**ABOUT THIS EXERCISE**
Go through the data and copy each line that holds "saddle".

[Data entries]
- - -

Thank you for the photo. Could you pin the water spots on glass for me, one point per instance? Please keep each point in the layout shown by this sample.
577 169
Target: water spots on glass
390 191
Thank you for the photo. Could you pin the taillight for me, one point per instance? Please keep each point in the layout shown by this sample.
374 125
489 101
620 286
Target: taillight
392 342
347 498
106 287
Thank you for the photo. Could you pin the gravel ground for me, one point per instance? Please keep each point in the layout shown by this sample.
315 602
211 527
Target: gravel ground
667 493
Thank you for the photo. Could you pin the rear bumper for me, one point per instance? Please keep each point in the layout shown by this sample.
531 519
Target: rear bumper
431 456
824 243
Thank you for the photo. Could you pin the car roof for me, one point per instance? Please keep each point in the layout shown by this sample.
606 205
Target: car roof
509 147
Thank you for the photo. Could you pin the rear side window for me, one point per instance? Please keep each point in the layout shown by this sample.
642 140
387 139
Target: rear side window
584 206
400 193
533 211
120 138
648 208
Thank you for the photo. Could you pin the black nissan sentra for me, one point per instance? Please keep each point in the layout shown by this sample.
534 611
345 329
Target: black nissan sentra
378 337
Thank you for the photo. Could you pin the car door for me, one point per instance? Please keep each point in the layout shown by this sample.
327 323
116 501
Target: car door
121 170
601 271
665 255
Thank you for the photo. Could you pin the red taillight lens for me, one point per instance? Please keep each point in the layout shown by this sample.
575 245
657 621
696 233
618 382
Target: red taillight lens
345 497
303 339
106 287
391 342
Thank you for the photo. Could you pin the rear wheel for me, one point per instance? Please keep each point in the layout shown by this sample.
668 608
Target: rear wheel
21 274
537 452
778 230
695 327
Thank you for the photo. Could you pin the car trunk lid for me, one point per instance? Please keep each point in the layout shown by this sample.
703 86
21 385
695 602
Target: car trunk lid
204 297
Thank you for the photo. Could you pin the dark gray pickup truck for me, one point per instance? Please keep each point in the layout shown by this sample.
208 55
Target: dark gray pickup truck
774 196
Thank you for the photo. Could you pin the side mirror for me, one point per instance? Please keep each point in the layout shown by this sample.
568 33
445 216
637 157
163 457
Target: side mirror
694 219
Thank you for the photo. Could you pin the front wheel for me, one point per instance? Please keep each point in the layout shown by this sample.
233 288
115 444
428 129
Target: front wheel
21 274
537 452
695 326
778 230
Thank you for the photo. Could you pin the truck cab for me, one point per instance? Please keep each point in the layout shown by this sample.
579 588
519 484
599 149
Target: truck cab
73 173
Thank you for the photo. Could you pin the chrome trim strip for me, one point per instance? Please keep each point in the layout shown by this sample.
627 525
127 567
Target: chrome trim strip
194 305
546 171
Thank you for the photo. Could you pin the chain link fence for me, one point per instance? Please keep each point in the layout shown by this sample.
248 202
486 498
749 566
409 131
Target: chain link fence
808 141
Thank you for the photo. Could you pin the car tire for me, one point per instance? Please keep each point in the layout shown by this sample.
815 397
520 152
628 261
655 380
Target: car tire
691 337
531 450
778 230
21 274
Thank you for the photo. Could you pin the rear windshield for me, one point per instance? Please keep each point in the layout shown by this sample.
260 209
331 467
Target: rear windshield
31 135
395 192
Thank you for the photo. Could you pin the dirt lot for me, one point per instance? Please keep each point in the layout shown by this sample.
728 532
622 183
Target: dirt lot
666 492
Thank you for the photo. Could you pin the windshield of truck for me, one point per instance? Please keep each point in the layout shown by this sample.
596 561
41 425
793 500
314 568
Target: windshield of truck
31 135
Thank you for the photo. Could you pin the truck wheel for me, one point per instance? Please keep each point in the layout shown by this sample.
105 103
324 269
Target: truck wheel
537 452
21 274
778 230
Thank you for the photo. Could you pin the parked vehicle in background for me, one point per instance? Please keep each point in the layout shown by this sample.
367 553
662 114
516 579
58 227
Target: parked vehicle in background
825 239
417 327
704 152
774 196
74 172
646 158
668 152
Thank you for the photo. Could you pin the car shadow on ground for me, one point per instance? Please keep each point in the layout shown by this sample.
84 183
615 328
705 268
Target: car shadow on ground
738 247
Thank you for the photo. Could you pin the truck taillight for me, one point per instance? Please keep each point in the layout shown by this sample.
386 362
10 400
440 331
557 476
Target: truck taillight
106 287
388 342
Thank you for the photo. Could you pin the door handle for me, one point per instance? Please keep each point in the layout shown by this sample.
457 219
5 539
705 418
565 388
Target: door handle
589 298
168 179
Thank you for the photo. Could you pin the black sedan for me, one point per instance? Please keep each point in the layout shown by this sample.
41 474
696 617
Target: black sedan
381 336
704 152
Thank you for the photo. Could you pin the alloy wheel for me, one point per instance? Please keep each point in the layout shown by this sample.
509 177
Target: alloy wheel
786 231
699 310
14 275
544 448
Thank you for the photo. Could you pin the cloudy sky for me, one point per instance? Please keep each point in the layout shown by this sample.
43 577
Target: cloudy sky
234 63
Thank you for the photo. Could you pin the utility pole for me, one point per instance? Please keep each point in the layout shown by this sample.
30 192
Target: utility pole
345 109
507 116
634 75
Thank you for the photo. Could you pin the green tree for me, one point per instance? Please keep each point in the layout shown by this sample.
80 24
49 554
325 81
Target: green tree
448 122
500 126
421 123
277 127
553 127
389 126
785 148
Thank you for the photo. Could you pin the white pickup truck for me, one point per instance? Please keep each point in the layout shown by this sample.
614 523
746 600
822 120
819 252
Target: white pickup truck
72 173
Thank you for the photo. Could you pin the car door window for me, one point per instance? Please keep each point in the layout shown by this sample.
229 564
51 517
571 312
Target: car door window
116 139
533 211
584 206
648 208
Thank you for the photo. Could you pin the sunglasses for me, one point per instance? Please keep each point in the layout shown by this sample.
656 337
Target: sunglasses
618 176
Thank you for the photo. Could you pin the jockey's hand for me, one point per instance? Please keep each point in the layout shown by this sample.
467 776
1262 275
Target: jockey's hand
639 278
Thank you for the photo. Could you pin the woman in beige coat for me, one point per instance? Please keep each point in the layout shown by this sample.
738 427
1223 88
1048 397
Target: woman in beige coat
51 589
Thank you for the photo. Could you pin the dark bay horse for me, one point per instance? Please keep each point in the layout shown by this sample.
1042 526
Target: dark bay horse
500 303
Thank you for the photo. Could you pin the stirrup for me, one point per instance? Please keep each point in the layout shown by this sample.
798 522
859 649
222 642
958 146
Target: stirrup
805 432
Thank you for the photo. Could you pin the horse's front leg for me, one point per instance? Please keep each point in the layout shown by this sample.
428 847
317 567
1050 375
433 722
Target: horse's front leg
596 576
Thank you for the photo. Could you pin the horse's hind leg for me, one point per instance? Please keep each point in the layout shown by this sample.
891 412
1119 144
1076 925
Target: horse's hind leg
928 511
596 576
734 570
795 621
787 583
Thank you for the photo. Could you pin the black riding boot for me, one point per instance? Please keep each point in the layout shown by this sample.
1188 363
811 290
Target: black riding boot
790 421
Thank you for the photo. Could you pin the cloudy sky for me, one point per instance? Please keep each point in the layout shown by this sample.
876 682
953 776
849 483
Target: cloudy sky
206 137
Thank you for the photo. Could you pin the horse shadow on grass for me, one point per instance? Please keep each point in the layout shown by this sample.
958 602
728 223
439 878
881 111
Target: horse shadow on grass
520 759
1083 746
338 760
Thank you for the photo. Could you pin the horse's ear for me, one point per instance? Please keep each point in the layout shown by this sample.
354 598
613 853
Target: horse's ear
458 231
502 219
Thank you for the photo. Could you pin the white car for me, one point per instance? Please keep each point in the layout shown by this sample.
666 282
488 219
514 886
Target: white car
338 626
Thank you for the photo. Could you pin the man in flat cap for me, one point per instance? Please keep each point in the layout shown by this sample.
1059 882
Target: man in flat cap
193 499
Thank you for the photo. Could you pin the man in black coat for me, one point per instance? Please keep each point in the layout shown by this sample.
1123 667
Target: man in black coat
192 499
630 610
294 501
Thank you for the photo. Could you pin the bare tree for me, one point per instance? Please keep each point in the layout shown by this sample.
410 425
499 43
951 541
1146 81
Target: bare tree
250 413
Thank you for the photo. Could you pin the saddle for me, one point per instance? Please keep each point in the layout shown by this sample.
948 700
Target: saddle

- - -

**PROBLEM SOLUTION**
Thank you for the photo. Could you pin the saddle for me, one point per instance? Please keep each point in the layout shown by this sample.
Target: saddle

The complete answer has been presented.